(WHAT TO WORK ON)
Exactly the lines from the one containing "Would you mind indicating the leafy" through the end of the listing should be written out, both ends included, and nothing more.

(MATERIAL FOR THE TASK)
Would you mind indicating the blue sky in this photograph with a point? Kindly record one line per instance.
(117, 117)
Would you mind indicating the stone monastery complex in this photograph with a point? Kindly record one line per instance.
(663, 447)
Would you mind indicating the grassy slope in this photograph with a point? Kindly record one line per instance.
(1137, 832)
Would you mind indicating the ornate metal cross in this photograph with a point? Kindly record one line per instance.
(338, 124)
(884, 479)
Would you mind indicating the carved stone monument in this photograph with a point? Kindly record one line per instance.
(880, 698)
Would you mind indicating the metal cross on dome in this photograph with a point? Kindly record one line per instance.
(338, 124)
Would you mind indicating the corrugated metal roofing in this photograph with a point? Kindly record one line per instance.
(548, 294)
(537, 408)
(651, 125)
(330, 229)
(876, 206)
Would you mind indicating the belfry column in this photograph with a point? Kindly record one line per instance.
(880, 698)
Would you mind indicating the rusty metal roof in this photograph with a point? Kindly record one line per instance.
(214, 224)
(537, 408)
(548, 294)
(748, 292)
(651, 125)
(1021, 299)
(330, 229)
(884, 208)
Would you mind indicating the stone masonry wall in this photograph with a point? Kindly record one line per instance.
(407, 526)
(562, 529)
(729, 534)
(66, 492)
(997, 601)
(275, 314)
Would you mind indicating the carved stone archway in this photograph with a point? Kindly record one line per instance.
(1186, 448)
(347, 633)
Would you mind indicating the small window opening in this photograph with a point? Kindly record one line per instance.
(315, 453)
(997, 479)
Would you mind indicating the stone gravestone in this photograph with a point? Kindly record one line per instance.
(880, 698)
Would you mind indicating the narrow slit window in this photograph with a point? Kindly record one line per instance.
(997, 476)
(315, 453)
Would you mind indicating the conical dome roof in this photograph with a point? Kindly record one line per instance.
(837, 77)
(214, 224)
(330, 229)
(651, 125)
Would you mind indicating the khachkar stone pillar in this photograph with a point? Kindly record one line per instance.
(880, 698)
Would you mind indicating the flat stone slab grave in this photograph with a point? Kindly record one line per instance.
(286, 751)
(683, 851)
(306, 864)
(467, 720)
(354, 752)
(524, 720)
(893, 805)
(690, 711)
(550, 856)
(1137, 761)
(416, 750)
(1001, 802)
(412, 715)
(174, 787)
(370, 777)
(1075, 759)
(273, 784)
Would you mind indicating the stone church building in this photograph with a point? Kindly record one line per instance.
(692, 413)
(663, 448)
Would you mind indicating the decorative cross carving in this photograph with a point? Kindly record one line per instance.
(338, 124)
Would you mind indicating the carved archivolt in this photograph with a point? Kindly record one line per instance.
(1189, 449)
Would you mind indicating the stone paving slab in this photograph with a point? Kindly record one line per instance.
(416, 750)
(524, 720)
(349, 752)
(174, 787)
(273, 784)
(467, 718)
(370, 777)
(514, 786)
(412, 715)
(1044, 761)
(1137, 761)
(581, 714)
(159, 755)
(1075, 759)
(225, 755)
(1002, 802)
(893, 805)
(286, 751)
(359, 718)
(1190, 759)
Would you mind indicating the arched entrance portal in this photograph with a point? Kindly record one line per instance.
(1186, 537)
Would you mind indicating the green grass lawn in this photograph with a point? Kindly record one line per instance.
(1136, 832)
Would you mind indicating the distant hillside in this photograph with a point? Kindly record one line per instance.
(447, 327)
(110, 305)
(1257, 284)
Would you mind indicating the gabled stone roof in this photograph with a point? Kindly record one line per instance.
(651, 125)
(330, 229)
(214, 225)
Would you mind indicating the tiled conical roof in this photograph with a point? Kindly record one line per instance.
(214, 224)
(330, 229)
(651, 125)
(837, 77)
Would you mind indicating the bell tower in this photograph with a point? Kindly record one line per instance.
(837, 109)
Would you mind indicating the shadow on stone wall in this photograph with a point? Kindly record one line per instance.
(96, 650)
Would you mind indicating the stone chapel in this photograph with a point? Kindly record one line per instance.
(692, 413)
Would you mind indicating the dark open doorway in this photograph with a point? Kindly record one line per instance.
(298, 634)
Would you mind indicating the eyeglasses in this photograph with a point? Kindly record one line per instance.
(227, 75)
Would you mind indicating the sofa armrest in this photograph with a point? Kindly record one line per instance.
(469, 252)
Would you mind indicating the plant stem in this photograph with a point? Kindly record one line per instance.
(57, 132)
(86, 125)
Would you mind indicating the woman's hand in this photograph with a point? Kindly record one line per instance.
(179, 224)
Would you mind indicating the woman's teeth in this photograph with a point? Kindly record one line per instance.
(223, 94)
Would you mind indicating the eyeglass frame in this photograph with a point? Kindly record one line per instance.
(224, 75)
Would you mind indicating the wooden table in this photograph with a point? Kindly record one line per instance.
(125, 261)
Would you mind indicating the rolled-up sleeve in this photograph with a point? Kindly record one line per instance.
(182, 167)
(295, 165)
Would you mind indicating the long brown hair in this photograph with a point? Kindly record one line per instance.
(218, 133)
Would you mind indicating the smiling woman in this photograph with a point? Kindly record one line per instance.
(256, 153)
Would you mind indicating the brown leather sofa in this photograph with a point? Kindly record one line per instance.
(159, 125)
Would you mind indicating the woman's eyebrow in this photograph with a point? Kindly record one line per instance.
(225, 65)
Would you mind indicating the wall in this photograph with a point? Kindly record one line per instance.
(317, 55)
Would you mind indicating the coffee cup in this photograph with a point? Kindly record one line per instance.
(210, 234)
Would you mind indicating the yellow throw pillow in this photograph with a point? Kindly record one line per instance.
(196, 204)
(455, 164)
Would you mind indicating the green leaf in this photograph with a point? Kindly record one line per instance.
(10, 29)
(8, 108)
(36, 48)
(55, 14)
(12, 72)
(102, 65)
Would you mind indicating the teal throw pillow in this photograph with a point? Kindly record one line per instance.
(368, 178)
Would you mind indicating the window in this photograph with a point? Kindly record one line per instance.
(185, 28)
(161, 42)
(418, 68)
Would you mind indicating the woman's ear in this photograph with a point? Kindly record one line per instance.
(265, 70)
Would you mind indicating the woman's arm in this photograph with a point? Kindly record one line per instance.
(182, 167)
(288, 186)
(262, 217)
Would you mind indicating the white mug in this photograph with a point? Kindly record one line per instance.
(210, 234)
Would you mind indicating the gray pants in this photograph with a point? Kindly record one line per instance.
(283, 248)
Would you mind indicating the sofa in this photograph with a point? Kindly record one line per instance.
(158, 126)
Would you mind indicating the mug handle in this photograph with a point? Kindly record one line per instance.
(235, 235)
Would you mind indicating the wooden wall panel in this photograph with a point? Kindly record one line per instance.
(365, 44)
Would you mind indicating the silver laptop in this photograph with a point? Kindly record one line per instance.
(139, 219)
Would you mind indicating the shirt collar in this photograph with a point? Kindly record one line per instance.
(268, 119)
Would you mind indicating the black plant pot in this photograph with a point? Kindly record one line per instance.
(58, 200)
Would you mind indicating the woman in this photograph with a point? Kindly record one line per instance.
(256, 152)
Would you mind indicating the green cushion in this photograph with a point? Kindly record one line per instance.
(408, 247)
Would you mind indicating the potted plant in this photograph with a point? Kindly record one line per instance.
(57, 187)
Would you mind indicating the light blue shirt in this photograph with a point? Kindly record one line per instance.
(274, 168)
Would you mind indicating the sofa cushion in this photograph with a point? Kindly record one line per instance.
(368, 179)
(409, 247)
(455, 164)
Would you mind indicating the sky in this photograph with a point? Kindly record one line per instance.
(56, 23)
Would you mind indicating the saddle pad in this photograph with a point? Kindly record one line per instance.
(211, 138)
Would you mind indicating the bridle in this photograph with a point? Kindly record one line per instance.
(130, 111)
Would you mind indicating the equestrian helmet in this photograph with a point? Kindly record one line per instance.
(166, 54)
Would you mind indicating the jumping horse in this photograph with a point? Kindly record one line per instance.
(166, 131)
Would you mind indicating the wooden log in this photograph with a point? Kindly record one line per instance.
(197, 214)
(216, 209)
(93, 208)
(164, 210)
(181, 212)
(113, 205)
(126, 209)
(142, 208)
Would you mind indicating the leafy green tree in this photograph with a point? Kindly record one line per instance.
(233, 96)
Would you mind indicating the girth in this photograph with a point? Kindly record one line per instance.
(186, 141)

(SOLVED EXERCISE)
Would you mind indicating the leafy green tree in this photograph with a point? Kindly record one line per instance.
(233, 96)
Would you mind indicating the girth in this photograph with a point? Kindly record one line per instance.
(186, 141)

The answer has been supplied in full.